Below is a block of records: output all of them exactly and leave out the pictures.

• • •

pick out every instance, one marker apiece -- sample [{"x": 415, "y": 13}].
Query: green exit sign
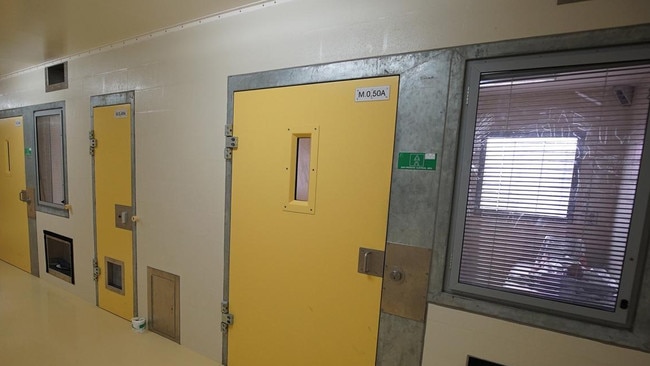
[{"x": 417, "y": 161}]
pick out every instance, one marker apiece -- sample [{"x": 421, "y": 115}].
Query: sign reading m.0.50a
[{"x": 372, "y": 93}]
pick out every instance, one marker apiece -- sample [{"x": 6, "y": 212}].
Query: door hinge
[
  {"x": 93, "y": 142},
  {"x": 95, "y": 270},
  {"x": 226, "y": 318},
  {"x": 231, "y": 142}
]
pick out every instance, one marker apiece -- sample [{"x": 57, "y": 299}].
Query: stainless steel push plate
[
  {"x": 123, "y": 216},
  {"x": 371, "y": 262}
]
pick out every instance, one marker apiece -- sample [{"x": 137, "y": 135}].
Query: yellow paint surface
[
  {"x": 14, "y": 230},
  {"x": 113, "y": 186},
  {"x": 295, "y": 293}
]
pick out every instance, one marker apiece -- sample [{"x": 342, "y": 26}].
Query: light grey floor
[{"x": 43, "y": 325}]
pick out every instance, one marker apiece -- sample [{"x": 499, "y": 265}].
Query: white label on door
[{"x": 372, "y": 94}]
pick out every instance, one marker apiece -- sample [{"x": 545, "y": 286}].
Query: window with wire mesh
[{"x": 552, "y": 187}]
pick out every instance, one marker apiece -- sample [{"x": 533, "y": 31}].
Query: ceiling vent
[{"x": 56, "y": 77}]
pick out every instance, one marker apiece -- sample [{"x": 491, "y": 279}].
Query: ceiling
[{"x": 33, "y": 32}]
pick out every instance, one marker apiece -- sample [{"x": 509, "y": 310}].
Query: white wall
[{"x": 180, "y": 81}]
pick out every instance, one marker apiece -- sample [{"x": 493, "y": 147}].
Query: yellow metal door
[
  {"x": 310, "y": 186},
  {"x": 14, "y": 230},
  {"x": 113, "y": 198}
]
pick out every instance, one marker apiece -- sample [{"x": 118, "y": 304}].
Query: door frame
[
  {"x": 397, "y": 336},
  {"x": 105, "y": 100},
  {"x": 29, "y": 140}
]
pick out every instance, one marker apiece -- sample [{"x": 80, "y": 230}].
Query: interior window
[{"x": 550, "y": 187}]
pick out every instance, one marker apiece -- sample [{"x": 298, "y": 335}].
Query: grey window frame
[
  {"x": 58, "y": 209},
  {"x": 638, "y": 237}
]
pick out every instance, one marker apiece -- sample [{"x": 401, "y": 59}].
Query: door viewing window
[
  {"x": 552, "y": 191},
  {"x": 50, "y": 151}
]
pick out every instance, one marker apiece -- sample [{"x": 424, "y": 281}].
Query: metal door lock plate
[
  {"x": 123, "y": 217},
  {"x": 371, "y": 262}
]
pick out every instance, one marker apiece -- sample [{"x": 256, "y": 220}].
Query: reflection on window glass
[
  {"x": 528, "y": 174},
  {"x": 49, "y": 140},
  {"x": 302, "y": 168}
]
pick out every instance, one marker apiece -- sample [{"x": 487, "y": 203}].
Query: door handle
[
  {"x": 24, "y": 196},
  {"x": 371, "y": 262}
]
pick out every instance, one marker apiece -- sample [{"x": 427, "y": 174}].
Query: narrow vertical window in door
[
  {"x": 302, "y": 168},
  {"x": 8, "y": 157}
]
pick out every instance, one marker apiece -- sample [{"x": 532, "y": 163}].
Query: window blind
[{"x": 552, "y": 183}]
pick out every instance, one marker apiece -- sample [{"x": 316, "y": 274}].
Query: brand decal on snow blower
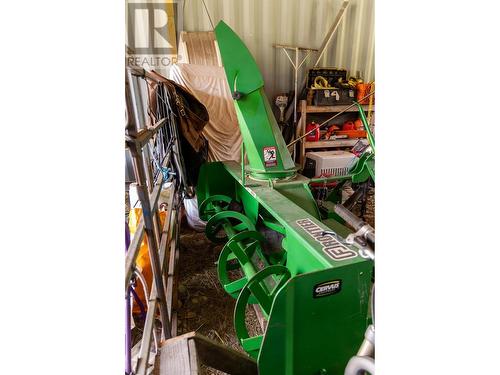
[
  {"x": 331, "y": 246},
  {"x": 270, "y": 156},
  {"x": 327, "y": 288}
]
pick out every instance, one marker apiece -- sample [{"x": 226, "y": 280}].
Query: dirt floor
[{"x": 204, "y": 306}]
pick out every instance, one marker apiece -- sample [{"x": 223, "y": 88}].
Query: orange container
[
  {"x": 363, "y": 89},
  {"x": 314, "y": 136}
]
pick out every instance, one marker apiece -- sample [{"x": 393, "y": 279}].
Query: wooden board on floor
[{"x": 183, "y": 355}]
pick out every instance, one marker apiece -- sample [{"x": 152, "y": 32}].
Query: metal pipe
[
  {"x": 243, "y": 163},
  {"x": 355, "y": 222},
  {"x": 351, "y": 201},
  {"x": 147, "y": 213},
  {"x": 128, "y": 331},
  {"x": 369, "y": 133},
  {"x": 358, "y": 365},
  {"x": 367, "y": 347}
]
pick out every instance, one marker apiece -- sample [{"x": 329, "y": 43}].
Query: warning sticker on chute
[{"x": 270, "y": 159}]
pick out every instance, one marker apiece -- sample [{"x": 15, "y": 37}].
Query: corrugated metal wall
[{"x": 260, "y": 23}]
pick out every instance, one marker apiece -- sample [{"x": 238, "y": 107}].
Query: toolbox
[
  {"x": 332, "y": 75},
  {"x": 333, "y": 96}
]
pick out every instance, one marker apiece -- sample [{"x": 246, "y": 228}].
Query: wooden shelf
[
  {"x": 334, "y": 143},
  {"x": 306, "y": 109},
  {"x": 333, "y": 108}
]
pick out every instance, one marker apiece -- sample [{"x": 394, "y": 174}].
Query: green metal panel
[
  {"x": 266, "y": 150},
  {"x": 306, "y": 335}
]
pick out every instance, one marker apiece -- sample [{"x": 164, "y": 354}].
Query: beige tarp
[{"x": 208, "y": 84}]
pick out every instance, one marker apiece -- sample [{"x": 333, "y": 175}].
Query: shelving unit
[{"x": 304, "y": 109}]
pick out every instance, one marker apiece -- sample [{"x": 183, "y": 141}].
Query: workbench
[{"x": 305, "y": 109}]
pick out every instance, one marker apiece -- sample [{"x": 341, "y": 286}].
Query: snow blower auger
[{"x": 295, "y": 261}]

• • •

* _Full response_:
pick out every instance, one marker apiece -- sample [{"x": 415, "y": 13}].
Query: green exit sign
[{"x": 417, "y": 161}]
pick out every instance, one marker apiece -- sample [{"x": 421, "y": 115}].
Query: sign reading m.0.50a
[{"x": 372, "y": 93}]
pick out every instance, one marker apiece -- sample [{"x": 6, "y": 212}].
Query: door hinge
[
  {"x": 93, "y": 142},
  {"x": 95, "y": 270},
  {"x": 226, "y": 318},
  {"x": 231, "y": 142}
]
pick out every instance, one marker apiece -- sample [{"x": 57, "y": 299}].
Query: stainless steel push plate
[
  {"x": 123, "y": 216},
  {"x": 371, "y": 262}
]
pick out every instance, one marker apiece -- sample [{"x": 137, "y": 135}].
Query: yellow paint surface
[
  {"x": 14, "y": 230},
  {"x": 113, "y": 186},
  {"x": 295, "y": 293}
]
pick out every instance, one marker apiece -- sample [{"x": 342, "y": 26}].
Query: light grey floor
[{"x": 43, "y": 325}]
pick out every instance, one marker apiece -- sample [{"x": 499, "y": 265}].
Query: white label on door
[{"x": 372, "y": 94}]
pick out every instance, one marker apiece -- sample [{"x": 545, "y": 286}].
Query: window with wire mesh
[{"x": 552, "y": 187}]
pick out every instance, one marker apiece -- sample [{"x": 533, "y": 31}].
Query: ceiling vent
[{"x": 56, "y": 77}]
pick out every instance, one marker apiece -- sample [{"x": 491, "y": 279}].
Query: ceiling
[{"x": 33, "y": 32}]
pick out every instance, one marker apiece -- sample [{"x": 509, "y": 310}].
Query: white wall
[{"x": 180, "y": 81}]
pick out every instance, one marker apiece -- sample [{"x": 493, "y": 147}].
Query: yellow metal door
[
  {"x": 310, "y": 186},
  {"x": 14, "y": 230},
  {"x": 113, "y": 198}
]
pick out every instance, one marker apiece -- sample [{"x": 118, "y": 304}].
Query: door frame
[
  {"x": 397, "y": 336},
  {"x": 105, "y": 100},
  {"x": 29, "y": 140}
]
pick out every instance, one marker apiece -- sample [{"x": 80, "y": 230}].
Query: interior window
[{"x": 550, "y": 187}]
pick out every instance, one marker apiece -- sample [{"x": 298, "y": 335}].
Query: grey window frame
[
  {"x": 58, "y": 209},
  {"x": 638, "y": 237}
]
pick out every instance, one marker apiece -- sample [{"x": 401, "y": 59}].
Query: door viewing window
[
  {"x": 552, "y": 191},
  {"x": 50, "y": 151}
]
pick out every instance, one marker apiece -- sample [{"x": 424, "y": 281}].
Query: metal door lock plate
[
  {"x": 123, "y": 217},
  {"x": 371, "y": 262}
]
pick out every instance, one marker apiece -- sample [{"x": 256, "y": 220}].
Query: reflection on window glass
[
  {"x": 528, "y": 174},
  {"x": 49, "y": 140},
  {"x": 302, "y": 168}
]
pick out every instance, one marker apiece -- sample [{"x": 487, "y": 203}].
Query: door handle
[
  {"x": 24, "y": 196},
  {"x": 371, "y": 262}
]
pick out every instance, one marker apiece -- sample [{"x": 427, "y": 174}].
Query: narrow vertical window in door
[
  {"x": 302, "y": 168},
  {"x": 8, "y": 157}
]
pick out every instance, one marker apiece -- sample [{"x": 532, "y": 163}].
Query: window blind
[{"x": 552, "y": 183}]
pick out every instance, one marker apiece -- sample [{"x": 316, "y": 274}].
Query: brand decal on snow blower
[
  {"x": 331, "y": 246},
  {"x": 270, "y": 156},
  {"x": 327, "y": 288}
]
pick out every instance, one marker apiece -- sample [{"x": 226, "y": 280}].
Query: dirt floor
[{"x": 204, "y": 306}]
pick out every instance, one marker apiece -- sample [{"x": 223, "y": 88}].
Query: orange container
[
  {"x": 363, "y": 89},
  {"x": 314, "y": 136}
]
pick out every instance, one marker apiece -- sample [{"x": 393, "y": 279}].
Query: wooden board on floor
[{"x": 183, "y": 355}]
pick out every instance, one marker apiece -- sample [{"x": 152, "y": 32}].
Query: metal pipe
[
  {"x": 243, "y": 163},
  {"x": 355, "y": 222},
  {"x": 351, "y": 201},
  {"x": 147, "y": 213},
  {"x": 128, "y": 331},
  {"x": 369, "y": 133},
  {"x": 358, "y": 365},
  {"x": 367, "y": 347}
]
pick out every instance, one marker apiece -- sample [{"x": 329, "y": 43}].
Query: warning sticker on chute
[{"x": 270, "y": 159}]
pick out every instance, one marker apiece -- sample [{"x": 15, "y": 37}].
Query: corrugated metal wall
[{"x": 260, "y": 23}]
pick out every instance, one marker apiece -- sample [{"x": 238, "y": 107}].
Query: toolbox
[
  {"x": 332, "y": 75},
  {"x": 333, "y": 96}
]
pick out every instance, one marker apiece -- sample [{"x": 246, "y": 228}].
Query: wooden shelf
[
  {"x": 334, "y": 143},
  {"x": 306, "y": 109},
  {"x": 333, "y": 108}
]
pick out every instance, one marker apiece -- sample [{"x": 394, "y": 174}].
Query: green metal panel
[
  {"x": 266, "y": 150},
  {"x": 306, "y": 335}
]
pick out every instance, one marker apiece -- sample [{"x": 164, "y": 354}].
Query: beige tarp
[{"x": 208, "y": 84}]
pick out every instance, one marker apiece -- sample [{"x": 333, "y": 175}].
Query: shelving unit
[{"x": 304, "y": 109}]
pick out every instance, one marker apiece -- sample [{"x": 183, "y": 141}].
Query: workbench
[{"x": 305, "y": 109}]
pick out every instance, one marker apiece -- sample [{"x": 341, "y": 286}].
Query: snow blower auger
[{"x": 295, "y": 261}]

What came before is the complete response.